**List of tasks:**
1 - In the burger review, rewrite the passage from "Down in the" up to and including "on the menu.", changing "Alpine Lounge" to "Summit Café".
2 - Write what comes next in the burger review, starting after its final sentence.

**Excerpt to read:**
• • • • • • •
Down in the Mendips (near to Churchill) is the Mendip Snowsport Centre. Here you can ski and snowboard. For the younger ones they can go tobogganing, and as the centre runs tobogganing parties, I sometimes find myself in the Alpine Lounge with an hour to kill. I usually take advantage of their free wifi with a coffee and catch up with stuff. Recently I was there for a late afternoon, so decided to peruse the menu and have something to eat. It’s quite a limited menu, burgers, paninis, and breakfast items. The menu uses a range of local produce, sourced from Mendip farms, Somerset suppliers and local breweries, all of which is clearly signposted on the menu.
I chose the 1/4 pound burger made with Lye Cross Farm beef, with local mature Cheddar cheese and red onion marmalade (from Rose Farm in Wedmore, served in a fresh toasted bun baked by Pullins family bakery in Yatton. Accompanied by a half pint enamel mug of rock salt seasoned fries and slaw, made from vegetables from Chew Valley Farm. I also ordered some extra onion rings.
It arrived on a wooden board, complete with a mug of chips! For those who campaign for real plates with food, they would be very disappointed with the presentation. Personally, though I prefer plates, I don’t mind it that much when they are “missing”.
The burger was nicely cooked, very fresh and full of flavour. The cheese and red onion marmalade added to the easting experience. The chips were nice and hot, crispy on the outside with a soft fluffy middle and tasting of potato. The roll was a slight disappointment, not quite the brioche style posh rolls you often get with your up market burgers, and neither a plastic white roll you would get from a burger van. The slaw was nice and fresh and very crunchy. It was nice to have a bottle of Butcombe Ale with the burger too.
Overall this was a nice burger with some tasty accompaniments. At £7.50 it is not a lot more than you would pay at Burger King on the motorway services (I believe) but this burger was much better value for money and certainly much tastier, as well as having a fair idea of what it was made from. You don’t need to ski or snowboard to go to the Alpine Lounge and with free wifi, it’s quite a nice place to stop for lunch or for a snack.
• • • • • • •
**Record excerpts:**
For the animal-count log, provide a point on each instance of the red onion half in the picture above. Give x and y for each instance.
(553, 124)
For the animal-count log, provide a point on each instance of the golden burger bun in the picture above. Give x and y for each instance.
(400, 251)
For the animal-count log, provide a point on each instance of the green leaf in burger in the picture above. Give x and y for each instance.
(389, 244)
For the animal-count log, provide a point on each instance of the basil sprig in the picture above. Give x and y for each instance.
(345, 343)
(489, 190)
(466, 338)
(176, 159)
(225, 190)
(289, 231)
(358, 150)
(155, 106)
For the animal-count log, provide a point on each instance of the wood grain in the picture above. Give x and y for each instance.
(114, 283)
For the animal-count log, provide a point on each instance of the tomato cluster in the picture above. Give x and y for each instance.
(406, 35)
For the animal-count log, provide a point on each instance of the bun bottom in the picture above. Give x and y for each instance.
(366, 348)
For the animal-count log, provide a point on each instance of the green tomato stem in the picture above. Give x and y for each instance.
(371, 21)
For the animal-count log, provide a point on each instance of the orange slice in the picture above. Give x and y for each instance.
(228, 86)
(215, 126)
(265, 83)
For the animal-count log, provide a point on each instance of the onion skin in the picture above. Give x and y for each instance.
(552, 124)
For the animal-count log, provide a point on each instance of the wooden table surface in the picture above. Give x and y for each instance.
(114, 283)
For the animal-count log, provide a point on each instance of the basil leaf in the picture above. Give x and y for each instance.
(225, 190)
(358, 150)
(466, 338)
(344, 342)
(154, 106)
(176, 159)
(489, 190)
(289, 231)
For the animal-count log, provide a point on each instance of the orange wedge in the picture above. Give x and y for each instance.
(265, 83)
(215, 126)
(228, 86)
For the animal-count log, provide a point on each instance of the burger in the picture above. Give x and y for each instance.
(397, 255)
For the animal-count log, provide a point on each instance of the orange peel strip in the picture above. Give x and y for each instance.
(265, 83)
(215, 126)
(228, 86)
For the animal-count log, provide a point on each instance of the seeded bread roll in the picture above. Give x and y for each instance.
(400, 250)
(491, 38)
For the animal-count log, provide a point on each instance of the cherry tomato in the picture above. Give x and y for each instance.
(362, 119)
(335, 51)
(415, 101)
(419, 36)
• • • • • • •
**Answers in order:**
1 -
Down in the Mendips (near to Churchill) is the Mendip Snowsport Centre. Here you can ski and snowboard. For the younger ones they can go tobogganing, and as the centre runs tobogganing parties, I sometimes find myself in the Summit Café with an hour to kill. I usually take advantage of their free wifi with a coffee and catch up with stuff. Recently I was there for a late afternoon, so decided to peruse the menu and have something to eat. It’s quite a limited menu, burgers, paninis, and breakfast items. The menu uses a range of local produce, sourced from Mendip farms, Somerset suppliers and local breweries, all of which is clearly signposted on the menu.

2 -
Despite a reputation, I don’t spend that much time travelling and staying away from home. However the other day I found myself in the Holiday Inn Express in Burnley. I hadn’t done my homework so I wasn’t sure what was available in the local area and it was quite late (due to big problems on the M6) as a result I decided that the “easy” solution would be to eat in the hotel. When I saw the menu my initial thought was to go and find somewhere else… however it was late so I took the plunge.
It was very apparent that most of the menu items would be prepared in the microwave, so I went with the special, which was a double BBQ burger with salad and chips.
Please note that the menu said BBQ and not barbecue or barbeque. What it consisted of was two meat patties in a burger roll with onion rings and a BBQ sauce. It was served with some lettuce (no way could this be described as a salad) and chips. It was priced at £9.99 which was cheaper than many of the main menu options. When I looked at the menu, it was a combination of the choice and the price which made me think about going somewhere else.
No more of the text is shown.